⟨
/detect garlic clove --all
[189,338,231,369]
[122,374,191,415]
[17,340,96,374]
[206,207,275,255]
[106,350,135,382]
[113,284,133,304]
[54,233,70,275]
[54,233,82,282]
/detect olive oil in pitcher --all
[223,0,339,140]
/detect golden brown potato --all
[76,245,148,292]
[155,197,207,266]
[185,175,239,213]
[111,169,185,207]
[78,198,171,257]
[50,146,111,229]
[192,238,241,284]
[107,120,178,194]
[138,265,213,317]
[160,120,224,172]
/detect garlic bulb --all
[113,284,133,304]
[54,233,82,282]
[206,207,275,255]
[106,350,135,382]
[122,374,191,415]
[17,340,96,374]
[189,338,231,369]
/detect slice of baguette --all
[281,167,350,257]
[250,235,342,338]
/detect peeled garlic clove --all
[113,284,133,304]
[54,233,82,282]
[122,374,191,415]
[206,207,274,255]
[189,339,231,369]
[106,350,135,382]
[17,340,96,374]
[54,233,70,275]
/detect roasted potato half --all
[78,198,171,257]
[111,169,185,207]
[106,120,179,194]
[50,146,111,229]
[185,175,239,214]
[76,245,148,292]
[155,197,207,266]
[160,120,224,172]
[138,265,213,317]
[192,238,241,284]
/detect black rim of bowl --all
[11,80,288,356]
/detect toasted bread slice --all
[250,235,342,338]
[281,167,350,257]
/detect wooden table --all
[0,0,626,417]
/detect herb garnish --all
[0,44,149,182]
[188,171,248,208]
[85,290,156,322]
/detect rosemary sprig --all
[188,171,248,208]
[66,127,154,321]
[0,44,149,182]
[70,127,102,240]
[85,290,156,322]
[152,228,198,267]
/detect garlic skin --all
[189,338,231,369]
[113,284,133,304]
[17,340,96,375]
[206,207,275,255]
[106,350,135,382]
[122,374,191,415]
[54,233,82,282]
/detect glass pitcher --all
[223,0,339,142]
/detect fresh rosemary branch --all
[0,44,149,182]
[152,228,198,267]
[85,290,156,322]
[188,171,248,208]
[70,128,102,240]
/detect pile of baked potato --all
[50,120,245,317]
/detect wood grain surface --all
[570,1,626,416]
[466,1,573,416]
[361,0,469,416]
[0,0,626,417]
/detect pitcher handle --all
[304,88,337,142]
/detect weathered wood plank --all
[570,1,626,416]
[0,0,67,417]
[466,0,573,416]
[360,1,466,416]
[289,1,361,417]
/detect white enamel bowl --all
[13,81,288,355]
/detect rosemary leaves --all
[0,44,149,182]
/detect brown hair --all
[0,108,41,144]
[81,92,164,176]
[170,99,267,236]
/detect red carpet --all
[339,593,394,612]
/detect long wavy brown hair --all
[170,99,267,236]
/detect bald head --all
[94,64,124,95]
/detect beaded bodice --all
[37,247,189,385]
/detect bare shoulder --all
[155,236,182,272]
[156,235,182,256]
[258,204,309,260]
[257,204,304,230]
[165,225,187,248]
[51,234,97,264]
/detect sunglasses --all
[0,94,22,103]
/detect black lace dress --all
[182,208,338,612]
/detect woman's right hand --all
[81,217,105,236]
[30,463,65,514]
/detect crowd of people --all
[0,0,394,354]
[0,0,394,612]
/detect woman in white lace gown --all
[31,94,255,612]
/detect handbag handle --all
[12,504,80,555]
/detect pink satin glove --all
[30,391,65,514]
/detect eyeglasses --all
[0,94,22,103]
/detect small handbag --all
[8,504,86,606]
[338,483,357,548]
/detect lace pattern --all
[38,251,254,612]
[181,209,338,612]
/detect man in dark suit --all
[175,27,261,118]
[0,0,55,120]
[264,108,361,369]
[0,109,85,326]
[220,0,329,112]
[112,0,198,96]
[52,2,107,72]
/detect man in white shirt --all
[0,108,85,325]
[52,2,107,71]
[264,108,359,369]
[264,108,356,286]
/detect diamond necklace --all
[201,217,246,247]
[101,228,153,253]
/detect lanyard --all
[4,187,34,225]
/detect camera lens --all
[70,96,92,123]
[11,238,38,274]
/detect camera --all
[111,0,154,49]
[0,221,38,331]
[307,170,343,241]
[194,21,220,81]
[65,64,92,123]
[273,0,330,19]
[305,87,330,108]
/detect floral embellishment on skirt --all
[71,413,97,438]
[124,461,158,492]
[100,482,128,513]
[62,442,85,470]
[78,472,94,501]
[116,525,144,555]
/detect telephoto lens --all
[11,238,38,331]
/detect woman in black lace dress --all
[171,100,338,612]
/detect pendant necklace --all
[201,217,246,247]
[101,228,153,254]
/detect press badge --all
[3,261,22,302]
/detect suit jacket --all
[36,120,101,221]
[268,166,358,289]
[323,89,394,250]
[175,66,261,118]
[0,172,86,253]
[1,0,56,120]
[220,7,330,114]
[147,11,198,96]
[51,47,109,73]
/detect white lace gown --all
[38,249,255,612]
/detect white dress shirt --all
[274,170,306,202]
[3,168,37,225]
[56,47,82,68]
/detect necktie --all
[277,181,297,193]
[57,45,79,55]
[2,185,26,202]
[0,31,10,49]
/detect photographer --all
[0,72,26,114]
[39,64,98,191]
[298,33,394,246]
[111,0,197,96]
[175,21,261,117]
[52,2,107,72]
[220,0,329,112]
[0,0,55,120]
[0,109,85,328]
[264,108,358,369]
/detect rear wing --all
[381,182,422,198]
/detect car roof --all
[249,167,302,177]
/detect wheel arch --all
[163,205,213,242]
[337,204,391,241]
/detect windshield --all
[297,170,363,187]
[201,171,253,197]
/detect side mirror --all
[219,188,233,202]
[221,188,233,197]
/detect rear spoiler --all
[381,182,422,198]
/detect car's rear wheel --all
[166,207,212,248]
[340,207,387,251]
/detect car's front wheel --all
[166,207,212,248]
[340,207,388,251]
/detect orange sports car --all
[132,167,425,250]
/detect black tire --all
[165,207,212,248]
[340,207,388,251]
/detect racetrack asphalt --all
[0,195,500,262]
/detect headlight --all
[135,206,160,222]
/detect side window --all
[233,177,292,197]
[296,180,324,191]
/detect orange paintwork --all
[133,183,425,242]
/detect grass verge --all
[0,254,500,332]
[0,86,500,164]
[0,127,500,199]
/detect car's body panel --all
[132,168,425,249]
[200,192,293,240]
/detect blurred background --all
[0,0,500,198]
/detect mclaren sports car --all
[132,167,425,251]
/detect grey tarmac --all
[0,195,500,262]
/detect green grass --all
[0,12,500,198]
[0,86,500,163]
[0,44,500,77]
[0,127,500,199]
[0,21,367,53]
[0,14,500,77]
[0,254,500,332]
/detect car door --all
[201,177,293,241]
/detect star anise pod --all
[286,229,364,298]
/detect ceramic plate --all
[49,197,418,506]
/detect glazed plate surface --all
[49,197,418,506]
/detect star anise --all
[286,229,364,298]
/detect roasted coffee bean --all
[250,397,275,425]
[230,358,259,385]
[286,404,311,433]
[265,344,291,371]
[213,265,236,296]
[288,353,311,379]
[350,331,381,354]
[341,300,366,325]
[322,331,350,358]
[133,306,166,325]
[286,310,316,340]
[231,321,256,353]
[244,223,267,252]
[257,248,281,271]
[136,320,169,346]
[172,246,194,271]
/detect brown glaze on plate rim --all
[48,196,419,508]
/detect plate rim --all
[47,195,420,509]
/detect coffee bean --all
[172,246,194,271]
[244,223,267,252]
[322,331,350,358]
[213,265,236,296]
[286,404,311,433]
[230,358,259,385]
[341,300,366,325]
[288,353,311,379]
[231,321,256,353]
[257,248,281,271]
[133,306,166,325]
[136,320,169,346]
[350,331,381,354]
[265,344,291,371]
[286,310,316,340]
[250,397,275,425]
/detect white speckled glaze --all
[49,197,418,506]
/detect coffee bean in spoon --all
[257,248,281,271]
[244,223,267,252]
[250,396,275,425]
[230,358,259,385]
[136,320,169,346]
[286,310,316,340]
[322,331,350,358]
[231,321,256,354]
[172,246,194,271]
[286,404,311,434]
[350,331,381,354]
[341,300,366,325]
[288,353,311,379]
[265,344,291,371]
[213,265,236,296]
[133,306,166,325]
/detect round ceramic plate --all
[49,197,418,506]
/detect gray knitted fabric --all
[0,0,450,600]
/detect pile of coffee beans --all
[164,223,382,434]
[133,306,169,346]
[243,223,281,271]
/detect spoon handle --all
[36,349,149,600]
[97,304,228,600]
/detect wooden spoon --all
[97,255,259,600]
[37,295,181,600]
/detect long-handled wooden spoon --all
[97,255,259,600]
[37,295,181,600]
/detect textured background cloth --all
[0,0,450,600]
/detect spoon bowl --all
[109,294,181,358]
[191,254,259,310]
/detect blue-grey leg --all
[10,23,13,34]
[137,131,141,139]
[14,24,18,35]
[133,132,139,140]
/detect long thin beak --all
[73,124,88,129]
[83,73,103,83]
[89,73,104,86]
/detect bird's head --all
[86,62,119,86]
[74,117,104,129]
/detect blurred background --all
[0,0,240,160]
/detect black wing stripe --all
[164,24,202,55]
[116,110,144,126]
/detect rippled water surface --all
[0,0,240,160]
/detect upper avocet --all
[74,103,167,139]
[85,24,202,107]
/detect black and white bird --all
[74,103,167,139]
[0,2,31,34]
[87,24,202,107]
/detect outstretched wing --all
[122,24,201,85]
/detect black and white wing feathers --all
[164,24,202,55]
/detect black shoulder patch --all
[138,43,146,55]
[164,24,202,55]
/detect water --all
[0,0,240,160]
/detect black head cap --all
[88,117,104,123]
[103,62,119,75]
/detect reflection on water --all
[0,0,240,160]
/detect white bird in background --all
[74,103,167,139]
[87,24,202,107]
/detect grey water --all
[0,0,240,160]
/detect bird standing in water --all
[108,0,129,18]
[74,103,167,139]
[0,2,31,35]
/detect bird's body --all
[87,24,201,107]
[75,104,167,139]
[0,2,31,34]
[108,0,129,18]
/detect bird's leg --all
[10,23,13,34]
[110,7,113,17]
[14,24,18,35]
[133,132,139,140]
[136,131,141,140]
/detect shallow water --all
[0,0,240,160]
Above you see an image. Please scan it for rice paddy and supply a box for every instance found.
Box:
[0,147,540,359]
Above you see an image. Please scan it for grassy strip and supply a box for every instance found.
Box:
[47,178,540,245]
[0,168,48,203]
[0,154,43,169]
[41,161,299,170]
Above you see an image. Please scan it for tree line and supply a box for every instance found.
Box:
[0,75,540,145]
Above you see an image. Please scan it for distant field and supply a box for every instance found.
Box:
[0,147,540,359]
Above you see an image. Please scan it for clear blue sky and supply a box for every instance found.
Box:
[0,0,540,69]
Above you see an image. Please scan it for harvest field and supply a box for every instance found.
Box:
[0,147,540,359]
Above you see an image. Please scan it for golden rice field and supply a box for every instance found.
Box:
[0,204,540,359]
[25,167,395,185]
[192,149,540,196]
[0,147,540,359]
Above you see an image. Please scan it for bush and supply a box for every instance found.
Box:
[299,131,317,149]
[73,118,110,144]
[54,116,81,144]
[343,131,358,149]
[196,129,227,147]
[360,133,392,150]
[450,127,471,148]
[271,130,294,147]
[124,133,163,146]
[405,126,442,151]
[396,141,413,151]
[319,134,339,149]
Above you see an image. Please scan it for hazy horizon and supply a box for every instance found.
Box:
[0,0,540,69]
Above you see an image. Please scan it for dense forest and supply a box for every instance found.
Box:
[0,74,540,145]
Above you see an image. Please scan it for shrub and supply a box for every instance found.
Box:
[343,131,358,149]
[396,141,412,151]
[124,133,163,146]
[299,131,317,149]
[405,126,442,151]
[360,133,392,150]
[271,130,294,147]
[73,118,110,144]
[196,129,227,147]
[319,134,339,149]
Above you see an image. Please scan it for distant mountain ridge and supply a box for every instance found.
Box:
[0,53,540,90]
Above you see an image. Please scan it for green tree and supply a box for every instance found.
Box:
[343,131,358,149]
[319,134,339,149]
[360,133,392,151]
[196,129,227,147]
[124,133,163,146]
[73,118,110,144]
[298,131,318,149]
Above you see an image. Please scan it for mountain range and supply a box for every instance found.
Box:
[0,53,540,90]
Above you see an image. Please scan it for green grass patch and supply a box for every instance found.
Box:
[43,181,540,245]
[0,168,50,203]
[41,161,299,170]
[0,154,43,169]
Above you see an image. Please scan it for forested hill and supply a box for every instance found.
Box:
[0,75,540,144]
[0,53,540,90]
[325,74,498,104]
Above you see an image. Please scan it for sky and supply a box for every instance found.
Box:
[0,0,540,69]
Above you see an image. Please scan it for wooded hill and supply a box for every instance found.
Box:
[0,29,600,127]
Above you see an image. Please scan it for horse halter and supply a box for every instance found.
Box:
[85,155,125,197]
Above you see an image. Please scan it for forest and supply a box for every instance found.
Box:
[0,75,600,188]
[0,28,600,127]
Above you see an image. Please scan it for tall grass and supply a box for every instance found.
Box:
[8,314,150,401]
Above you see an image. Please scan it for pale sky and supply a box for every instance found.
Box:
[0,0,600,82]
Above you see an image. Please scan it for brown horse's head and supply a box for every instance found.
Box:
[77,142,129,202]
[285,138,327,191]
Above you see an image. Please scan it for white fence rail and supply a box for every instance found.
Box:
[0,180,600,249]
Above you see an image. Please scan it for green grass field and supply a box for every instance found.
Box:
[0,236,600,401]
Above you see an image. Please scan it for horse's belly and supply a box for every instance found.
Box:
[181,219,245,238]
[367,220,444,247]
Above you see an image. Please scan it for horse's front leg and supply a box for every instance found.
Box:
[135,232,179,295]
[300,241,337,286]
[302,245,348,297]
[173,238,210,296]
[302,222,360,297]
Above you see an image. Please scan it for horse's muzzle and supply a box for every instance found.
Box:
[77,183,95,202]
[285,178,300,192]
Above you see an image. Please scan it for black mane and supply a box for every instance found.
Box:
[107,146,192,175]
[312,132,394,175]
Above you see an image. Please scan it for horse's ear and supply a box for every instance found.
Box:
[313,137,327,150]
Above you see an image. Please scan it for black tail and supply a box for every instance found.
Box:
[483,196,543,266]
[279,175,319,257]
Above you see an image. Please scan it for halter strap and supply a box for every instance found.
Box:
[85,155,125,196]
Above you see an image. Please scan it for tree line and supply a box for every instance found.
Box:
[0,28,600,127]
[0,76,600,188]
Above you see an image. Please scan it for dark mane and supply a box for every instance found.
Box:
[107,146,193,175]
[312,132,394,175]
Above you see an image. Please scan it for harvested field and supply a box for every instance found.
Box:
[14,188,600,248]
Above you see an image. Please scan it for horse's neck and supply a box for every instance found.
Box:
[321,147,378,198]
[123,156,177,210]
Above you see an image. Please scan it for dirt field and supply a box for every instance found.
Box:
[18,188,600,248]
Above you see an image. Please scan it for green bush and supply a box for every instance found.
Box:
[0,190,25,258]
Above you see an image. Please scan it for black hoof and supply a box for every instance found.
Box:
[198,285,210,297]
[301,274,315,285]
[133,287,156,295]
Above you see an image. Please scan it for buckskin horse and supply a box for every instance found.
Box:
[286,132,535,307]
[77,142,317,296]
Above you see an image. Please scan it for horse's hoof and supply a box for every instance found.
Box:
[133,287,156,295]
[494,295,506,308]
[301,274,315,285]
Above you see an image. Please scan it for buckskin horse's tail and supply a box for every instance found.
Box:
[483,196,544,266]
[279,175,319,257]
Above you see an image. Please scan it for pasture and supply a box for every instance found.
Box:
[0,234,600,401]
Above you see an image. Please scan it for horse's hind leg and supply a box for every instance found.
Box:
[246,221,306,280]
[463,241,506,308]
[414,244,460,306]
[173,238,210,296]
⟩
Required work | Lay out everything in the data from the line containing "Above you see an image. Please scan it for wooded" down to the line containing "[0,236,600,401]", both included, as a Markdown table with the columns No. and Entry. Give one numbered row per line, and omit any blank lines.

Result of the exercise |
| No. | Entry |
|---|---|
| 1 | Above you see an image. Please scan it for wooded hill and supply a box for every instance found. |
| 2 | Box: |
| 3 | [0,29,600,127] |
| 4 | Above you see an image. Please scan it for horse halter and supply a box for every instance found. |
| 5 | Box: |
| 6 | [85,155,125,197] |
| 7 | Above you see an image. Please scan it for forest and supply a box for every instance found. |
| 8 | Box: |
| 9 | [0,75,600,188] |
| 10 | [0,28,600,127] |
| 11 | Above you see an image. Please scan it for tall grass and supply a box for every instance found. |
| 12 | Box: |
| 13 | [8,314,150,401] |
| 14 | Above you see an image. Please scan it for pale sky and supply a box for every instance found. |
| 15 | Box: |
| 16 | [0,0,600,82] |
| 17 | Above you see an image. Please scan it for brown horse's head and supply a box for every instance found. |
| 18 | Box: |
| 19 | [77,142,129,202] |
| 20 | [285,138,327,191] |
| 21 | Above you see an image. Please scan it for white fence rail and supply a box for every instance found. |
| 22 | Box: |
| 23 | [0,180,600,249] |
| 24 | Above you see an image. Please scan it for green grass field and supply a box for every instance found. |
| 25 | Box: |
| 26 | [0,236,600,401] |